_Exercise_:
In the entries that follow, how many lines contain the string "below"? Reply with the number alone.

Coordinate labeling data:
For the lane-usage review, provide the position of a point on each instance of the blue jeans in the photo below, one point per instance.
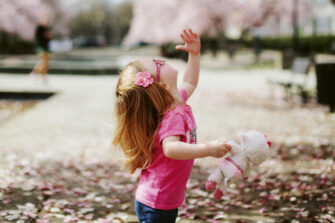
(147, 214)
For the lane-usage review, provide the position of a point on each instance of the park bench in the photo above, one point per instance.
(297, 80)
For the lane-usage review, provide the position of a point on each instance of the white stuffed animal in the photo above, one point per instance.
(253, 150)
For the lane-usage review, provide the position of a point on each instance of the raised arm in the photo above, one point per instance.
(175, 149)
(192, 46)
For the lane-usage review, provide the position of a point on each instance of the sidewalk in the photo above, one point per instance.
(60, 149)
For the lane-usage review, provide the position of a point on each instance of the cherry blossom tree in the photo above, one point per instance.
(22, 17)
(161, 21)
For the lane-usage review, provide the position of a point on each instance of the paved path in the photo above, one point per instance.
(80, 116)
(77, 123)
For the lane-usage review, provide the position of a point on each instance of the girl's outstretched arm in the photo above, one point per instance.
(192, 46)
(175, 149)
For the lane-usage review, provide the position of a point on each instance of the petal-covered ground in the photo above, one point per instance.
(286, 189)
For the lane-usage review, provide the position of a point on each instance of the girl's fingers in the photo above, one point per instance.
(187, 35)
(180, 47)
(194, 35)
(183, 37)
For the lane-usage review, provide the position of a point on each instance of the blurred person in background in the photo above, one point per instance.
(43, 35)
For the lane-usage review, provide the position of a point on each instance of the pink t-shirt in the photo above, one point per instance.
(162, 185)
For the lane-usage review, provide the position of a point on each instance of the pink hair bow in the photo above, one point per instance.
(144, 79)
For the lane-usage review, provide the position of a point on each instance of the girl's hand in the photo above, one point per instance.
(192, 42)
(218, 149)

* * *

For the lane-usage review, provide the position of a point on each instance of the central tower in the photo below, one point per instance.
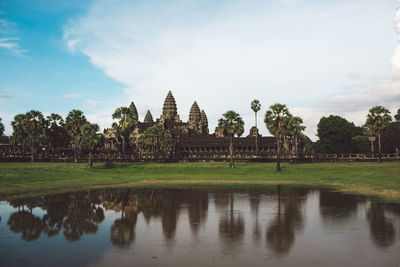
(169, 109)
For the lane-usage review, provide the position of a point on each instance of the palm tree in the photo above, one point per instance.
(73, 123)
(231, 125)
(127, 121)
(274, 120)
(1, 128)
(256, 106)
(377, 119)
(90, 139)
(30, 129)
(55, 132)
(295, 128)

_Correct answer_:
2